* **Exercise objective**:
Exactly as they appear, copy the lines of the listing from the one containing "front door handle in the picture above." through the final line, both included, and nothing else.

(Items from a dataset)
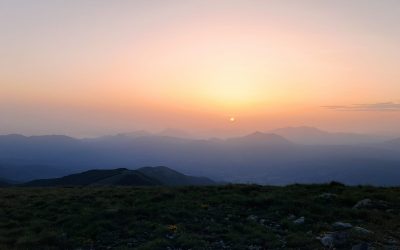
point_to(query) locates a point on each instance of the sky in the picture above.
(213, 67)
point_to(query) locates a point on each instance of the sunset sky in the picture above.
(94, 67)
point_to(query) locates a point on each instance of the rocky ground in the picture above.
(251, 217)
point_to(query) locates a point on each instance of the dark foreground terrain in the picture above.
(219, 217)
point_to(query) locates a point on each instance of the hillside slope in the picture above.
(215, 217)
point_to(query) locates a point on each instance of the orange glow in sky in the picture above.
(88, 68)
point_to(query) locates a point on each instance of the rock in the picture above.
(368, 203)
(362, 230)
(299, 221)
(252, 218)
(327, 196)
(362, 246)
(327, 240)
(341, 225)
(363, 204)
(334, 239)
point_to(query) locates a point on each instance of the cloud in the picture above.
(381, 106)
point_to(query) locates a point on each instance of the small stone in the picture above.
(363, 204)
(362, 230)
(327, 196)
(341, 225)
(334, 239)
(362, 246)
(299, 221)
(327, 240)
(252, 218)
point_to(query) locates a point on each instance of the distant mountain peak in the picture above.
(146, 176)
(261, 138)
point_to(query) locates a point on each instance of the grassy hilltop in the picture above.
(219, 217)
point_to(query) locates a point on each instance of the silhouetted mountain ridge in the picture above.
(148, 176)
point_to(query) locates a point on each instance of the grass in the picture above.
(219, 217)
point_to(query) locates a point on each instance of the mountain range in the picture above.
(147, 176)
(264, 158)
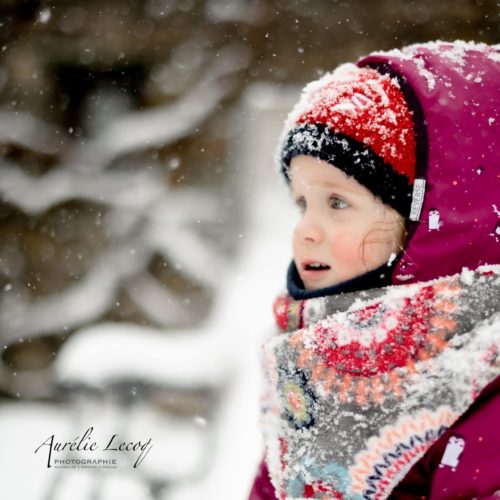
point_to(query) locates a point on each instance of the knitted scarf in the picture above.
(360, 385)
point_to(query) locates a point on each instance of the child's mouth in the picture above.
(316, 267)
(314, 271)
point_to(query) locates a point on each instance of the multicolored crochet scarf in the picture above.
(360, 385)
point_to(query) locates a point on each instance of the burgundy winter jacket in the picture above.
(457, 131)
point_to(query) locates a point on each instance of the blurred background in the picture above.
(143, 230)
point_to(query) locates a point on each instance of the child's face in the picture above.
(343, 227)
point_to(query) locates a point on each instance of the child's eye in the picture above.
(338, 203)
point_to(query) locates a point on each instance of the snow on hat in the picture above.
(359, 121)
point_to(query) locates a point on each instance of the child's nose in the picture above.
(309, 229)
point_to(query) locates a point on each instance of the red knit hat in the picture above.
(359, 121)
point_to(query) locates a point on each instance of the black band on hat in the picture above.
(352, 157)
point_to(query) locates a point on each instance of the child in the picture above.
(378, 391)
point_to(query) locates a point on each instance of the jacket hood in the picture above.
(453, 90)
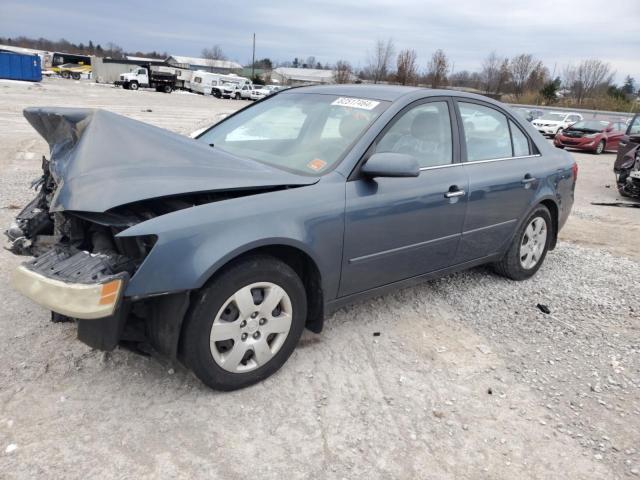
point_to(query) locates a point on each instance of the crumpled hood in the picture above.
(101, 160)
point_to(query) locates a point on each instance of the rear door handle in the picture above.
(454, 192)
(527, 179)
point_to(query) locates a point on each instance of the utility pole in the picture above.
(253, 59)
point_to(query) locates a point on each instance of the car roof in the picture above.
(378, 92)
(389, 93)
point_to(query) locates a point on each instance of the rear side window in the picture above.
(423, 132)
(489, 134)
(486, 132)
(520, 141)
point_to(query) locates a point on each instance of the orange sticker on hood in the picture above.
(316, 164)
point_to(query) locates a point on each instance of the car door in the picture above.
(397, 228)
(614, 135)
(503, 170)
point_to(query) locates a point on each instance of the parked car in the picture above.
(260, 91)
(220, 250)
(553, 122)
(529, 114)
(593, 135)
(245, 91)
(627, 165)
(236, 90)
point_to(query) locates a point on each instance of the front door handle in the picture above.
(454, 192)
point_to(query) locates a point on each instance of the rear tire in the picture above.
(215, 362)
(516, 263)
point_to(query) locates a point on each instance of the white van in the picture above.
(183, 78)
(203, 82)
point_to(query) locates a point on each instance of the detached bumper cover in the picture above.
(78, 285)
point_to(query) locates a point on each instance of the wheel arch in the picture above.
(296, 257)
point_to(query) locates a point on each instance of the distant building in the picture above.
(205, 64)
(301, 76)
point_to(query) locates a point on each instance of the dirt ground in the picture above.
(467, 379)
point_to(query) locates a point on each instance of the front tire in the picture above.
(244, 323)
(528, 248)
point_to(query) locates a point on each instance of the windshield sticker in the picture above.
(362, 103)
(316, 164)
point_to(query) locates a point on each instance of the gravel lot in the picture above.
(467, 380)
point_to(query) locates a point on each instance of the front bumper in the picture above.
(547, 130)
(580, 143)
(75, 286)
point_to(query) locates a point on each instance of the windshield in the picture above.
(595, 125)
(302, 133)
(555, 117)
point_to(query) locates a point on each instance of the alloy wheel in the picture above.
(533, 243)
(251, 327)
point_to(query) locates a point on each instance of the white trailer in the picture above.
(183, 78)
(216, 84)
(203, 82)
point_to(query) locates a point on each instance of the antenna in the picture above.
(253, 59)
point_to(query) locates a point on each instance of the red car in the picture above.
(593, 135)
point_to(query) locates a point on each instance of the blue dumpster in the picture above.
(17, 66)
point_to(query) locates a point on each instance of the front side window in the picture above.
(634, 126)
(486, 132)
(424, 132)
(302, 133)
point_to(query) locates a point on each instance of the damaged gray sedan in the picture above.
(218, 251)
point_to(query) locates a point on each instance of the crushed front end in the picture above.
(628, 174)
(80, 269)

* **Solution below**:
point_to(query) locates a point on each instance of the front door handle in the picture above.
(454, 192)
point_to(query) locates a point on each instance of the rear tire in the picture above.
(215, 362)
(516, 263)
point_to(query) locates a point on each instance of the white van in the picture above.
(183, 78)
(203, 82)
point_to(query) locates a point on each instance of the detached bumper cover in the picture above.
(78, 285)
point_to(query) locates a point on each instance of the wheel arch in the picture above.
(296, 257)
point_to(query) locates a point on each instance of the distant building in the picture above.
(205, 64)
(301, 76)
point_to(query) locates a point on each instance of the dirt ground in the picture above.
(467, 379)
point_to(query) locates a point on each instance of the front tire in the picture above.
(244, 323)
(528, 248)
point_to(query) locates a point on each instance of the windshield sticker in the picture above.
(362, 103)
(316, 164)
point_to(query) locates a point on each instance of the gravel lot in the picture above.
(467, 380)
point_to(query) locates a point on each instance of the front bumper in the picture above.
(547, 130)
(580, 143)
(75, 286)
point_to(query) locates a point on each instance of the windshield in the picture above.
(595, 125)
(302, 133)
(555, 117)
point_to(query) locates a point on each instance of the alloy wheel in the picture above.
(533, 243)
(251, 327)
point_to(query) locates a point on each instance of the white trailer in the picture above.
(183, 78)
(216, 84)
(203, 82)
point_to(query) locates a point on each instance of the antenna in the picture above.
(253, 59)
point_to(query) locates a point on each instance of the red car in the picture above.
(593, 135)
point_to(query) locates a point on each instance of the blue dumpster in the picture above.
(17, 66)
point_to(query) locates a point on each instance of the front side window in the picture above.
(634, 126)
(486, 132)
(424, 132)
(302, 133)
point_to(query) locates a point on each instance of the damaged gray sedan in the picture above.
(218, 251)
point_to(query) locates a point on each instance of the crushed front end in the picture above.
(628, 174)
(80, 269)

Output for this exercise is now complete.